» **Passage shown**:
In 1999 Chicago Sun-Times critic Roger Ebert added the film to his The Great Movies list, calling it "one of the most magical of all films" and a "fantasy alive with trick shots and astonishing effects, giving us a Beast who is lonely like a man and misunderstood like an animal." A 2002 Village Voice review found the film's "visual opulence" "both appealing and problematic", writing "Full of baroque interiors, elegant costumes, and overwrought jewelry (even tears turn to diamonds), the film is all surface, and undermines its own don't-trust-a-pretty-face and anti-greed themes at every turn." In 2010, the film was ranked #26 in Empire magazine's "100 Best Films of World Cinema".

==Adaptations and homages==
- Jacques Demy's 1970 film Donkey Skin is a musical farce adapted from Charles Perrault's incestuous fairy tale about a widowed king who wishes to marry his beautiful daughter. Demy pays homage to Cocteau in numerous references to Beauty and the Beast, including the casting of actor Jean Marais as the king. At one point, the king woos the princess by reading from Cocteau's poem, "Ode à Picasso."
- American singer-songwriter Stevie Nicks wrote her 1983 ballad "Beauty and the Beast" after screening the film for the second time. While she performs the song, the film plays on the screen behind her and the band.
- The fourteenth episode of Faerie Tale Theatre, broadcast in August 1984, featured an adaptation of Beauty And The Beast which was an homage to this film. It borrowed many visual elements, including the makeup for the beast, along with segments of the dialogue translated from French into English. It featured Susan Sarandon as Belle and Klaus Kinski as the Beast.

» **Problem to work on**: Can you extend the passage on the Beauty and the Beast film, picking up after "It featured Susan Sarandon as Belle and Klaus Kinski as the Beast."?

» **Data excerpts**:
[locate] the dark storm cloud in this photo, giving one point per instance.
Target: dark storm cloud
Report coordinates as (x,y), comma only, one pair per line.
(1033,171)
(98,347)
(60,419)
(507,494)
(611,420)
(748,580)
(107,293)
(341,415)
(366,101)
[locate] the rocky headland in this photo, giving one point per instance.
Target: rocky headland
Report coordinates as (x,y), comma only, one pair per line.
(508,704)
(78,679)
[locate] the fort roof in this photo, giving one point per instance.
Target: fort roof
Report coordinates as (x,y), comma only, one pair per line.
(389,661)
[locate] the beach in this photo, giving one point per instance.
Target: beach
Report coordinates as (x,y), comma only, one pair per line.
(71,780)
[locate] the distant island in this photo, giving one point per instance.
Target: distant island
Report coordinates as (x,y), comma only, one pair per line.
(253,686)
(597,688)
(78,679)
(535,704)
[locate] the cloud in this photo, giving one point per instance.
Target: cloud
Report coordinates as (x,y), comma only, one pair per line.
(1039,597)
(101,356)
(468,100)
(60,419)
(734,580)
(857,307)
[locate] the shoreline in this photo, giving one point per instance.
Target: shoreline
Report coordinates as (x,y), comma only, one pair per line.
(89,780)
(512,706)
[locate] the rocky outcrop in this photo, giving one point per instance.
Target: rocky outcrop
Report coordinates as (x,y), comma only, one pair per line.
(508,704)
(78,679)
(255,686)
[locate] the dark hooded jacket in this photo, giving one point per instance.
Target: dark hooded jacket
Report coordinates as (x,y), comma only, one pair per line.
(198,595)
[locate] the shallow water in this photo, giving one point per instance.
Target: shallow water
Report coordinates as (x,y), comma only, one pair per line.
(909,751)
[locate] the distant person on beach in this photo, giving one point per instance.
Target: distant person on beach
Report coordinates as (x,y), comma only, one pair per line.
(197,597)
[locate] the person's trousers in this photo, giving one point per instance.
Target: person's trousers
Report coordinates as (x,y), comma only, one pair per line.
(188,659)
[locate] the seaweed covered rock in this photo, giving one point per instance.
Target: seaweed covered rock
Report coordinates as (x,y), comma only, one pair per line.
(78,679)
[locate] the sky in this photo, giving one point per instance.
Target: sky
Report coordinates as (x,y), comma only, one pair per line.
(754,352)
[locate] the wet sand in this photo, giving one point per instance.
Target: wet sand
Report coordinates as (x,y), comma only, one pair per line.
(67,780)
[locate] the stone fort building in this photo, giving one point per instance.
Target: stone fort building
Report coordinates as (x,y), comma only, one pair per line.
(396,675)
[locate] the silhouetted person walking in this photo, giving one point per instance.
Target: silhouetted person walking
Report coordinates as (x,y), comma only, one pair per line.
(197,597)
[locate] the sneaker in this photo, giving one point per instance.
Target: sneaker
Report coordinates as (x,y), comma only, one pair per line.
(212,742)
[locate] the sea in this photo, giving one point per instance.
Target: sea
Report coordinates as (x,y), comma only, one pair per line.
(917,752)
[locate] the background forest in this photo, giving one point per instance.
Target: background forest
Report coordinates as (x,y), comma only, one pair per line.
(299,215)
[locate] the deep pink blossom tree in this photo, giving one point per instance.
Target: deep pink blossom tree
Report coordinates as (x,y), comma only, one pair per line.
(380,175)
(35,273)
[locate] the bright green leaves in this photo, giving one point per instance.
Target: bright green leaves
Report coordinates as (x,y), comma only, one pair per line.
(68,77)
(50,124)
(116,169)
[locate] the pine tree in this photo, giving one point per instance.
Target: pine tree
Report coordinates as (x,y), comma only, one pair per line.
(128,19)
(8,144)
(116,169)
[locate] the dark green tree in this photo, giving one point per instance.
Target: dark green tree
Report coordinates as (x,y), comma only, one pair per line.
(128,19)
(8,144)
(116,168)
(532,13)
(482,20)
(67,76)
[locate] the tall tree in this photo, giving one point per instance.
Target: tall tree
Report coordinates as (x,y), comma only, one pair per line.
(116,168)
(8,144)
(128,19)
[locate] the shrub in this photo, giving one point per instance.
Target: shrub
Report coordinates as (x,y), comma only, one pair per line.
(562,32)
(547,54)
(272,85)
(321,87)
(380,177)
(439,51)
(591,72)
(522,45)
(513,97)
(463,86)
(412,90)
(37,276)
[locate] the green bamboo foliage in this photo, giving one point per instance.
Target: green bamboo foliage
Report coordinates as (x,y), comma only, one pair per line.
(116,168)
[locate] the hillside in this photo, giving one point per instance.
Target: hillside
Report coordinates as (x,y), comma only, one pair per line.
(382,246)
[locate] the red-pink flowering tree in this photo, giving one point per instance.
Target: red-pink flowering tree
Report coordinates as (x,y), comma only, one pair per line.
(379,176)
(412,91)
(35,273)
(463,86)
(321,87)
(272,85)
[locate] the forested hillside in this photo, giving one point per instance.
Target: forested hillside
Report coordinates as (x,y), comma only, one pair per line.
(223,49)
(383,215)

--

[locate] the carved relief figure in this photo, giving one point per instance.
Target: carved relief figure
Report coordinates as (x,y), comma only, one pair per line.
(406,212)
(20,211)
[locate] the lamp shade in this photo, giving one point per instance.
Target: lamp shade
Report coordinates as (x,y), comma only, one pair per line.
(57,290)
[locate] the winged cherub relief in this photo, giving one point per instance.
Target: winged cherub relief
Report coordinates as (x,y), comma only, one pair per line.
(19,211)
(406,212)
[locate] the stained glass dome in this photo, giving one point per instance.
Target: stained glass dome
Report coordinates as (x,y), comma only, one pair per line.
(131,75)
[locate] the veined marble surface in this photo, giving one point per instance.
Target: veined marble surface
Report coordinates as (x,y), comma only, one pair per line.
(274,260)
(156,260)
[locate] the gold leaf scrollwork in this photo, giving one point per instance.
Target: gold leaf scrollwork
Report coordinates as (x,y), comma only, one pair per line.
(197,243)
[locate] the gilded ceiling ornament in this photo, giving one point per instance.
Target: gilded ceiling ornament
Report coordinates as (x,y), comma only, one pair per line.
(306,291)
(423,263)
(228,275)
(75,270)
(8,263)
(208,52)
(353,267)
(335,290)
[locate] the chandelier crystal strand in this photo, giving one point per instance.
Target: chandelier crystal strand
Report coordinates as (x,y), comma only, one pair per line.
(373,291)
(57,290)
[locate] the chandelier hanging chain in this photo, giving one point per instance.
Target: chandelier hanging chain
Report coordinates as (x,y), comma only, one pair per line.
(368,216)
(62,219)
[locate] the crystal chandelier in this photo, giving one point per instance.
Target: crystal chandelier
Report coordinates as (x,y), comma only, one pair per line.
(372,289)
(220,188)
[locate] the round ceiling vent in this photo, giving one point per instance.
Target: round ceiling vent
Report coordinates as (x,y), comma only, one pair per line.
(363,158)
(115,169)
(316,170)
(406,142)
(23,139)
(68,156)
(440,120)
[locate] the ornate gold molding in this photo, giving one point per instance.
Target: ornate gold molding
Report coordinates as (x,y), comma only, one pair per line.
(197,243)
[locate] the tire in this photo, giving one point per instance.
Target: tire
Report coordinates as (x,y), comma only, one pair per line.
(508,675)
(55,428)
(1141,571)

==

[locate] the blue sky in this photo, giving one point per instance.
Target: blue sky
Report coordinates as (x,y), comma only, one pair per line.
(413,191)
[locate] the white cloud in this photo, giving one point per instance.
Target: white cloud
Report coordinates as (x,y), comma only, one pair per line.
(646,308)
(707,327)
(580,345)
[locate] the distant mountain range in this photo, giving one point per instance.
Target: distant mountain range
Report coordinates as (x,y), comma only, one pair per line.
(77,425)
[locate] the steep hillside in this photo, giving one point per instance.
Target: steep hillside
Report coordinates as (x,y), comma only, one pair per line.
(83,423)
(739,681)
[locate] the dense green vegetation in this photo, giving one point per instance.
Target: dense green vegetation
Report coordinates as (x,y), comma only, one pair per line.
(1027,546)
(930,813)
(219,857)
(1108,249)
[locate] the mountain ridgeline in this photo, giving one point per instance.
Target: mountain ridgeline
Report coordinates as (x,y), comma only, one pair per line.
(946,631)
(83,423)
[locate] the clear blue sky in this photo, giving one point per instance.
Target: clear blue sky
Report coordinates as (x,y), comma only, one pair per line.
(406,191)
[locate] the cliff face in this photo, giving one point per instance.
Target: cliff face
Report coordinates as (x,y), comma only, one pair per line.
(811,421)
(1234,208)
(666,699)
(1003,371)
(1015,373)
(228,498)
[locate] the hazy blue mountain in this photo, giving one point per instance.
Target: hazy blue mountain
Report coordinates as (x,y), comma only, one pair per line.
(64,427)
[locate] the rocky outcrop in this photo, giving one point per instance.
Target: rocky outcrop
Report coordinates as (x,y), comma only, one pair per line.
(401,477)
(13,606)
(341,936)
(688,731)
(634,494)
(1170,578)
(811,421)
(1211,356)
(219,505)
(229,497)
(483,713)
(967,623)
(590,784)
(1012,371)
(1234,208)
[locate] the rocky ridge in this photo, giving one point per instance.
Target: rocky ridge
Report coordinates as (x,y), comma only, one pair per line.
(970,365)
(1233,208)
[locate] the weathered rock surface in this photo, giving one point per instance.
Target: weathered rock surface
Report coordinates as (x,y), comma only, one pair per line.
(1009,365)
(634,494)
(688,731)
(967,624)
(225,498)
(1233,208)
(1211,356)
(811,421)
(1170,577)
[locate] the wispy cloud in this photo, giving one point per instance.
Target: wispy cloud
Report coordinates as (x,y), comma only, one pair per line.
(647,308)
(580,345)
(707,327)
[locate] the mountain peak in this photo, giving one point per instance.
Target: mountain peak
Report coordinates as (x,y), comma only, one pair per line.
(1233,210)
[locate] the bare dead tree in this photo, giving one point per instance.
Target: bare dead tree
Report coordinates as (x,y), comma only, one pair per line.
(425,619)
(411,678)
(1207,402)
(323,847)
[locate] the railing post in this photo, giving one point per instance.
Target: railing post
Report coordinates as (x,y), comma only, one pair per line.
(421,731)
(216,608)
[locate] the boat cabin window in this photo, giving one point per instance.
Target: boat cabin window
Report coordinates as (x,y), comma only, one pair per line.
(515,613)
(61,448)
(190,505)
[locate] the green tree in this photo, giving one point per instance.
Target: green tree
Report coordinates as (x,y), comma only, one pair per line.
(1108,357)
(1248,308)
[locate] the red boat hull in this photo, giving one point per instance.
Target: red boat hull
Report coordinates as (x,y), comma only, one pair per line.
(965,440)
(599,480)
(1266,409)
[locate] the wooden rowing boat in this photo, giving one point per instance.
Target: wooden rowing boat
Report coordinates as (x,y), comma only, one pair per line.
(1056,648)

» **Exercise result**:
- Disney's adaptation of Beauty and the Beast (1991 film) featured many visual tributes to Cocteau's version, most notably the idea of living furniture.
- In 1994, composer Philip Glass created an opera version — also called La Belle et la Bête — one of a "Cocteau Trilogy" of operas. In its initial incarnation the musicians and singers would perform the work on stage with a restored, newly subtitled print of the film playing on a screen behind them. In the original presentation, Belle was sung by the mezzo-soprano Janice Felty. (The current Criterion Collection Blu-ray release offers the ability to view the movie while listening to either Glass's score or the original soundtrack.)
- The 2003 American miniseries Angels in America features a dream sequence which duplicates the set design of the Beast's castle. A character is shown reading a book about Cocteau before the dream begins.
- The Vienna Art Orchestra's 1995 production "The Vienna Art Orchestra plays for Jean Cocteau" was performed with a showing of the film, and uses its text.

==Awards==
- Won the Prix Louis Dullec in 1946
- Nominated for Grand Prize of the Festival for the 1946 Cannes Film Festival
- Best Actor nominee for Jean Marais for the Bambi Awards in 1948
- Listed as part of the British Film Institute's list of Top 50 films you should see by the age of 14.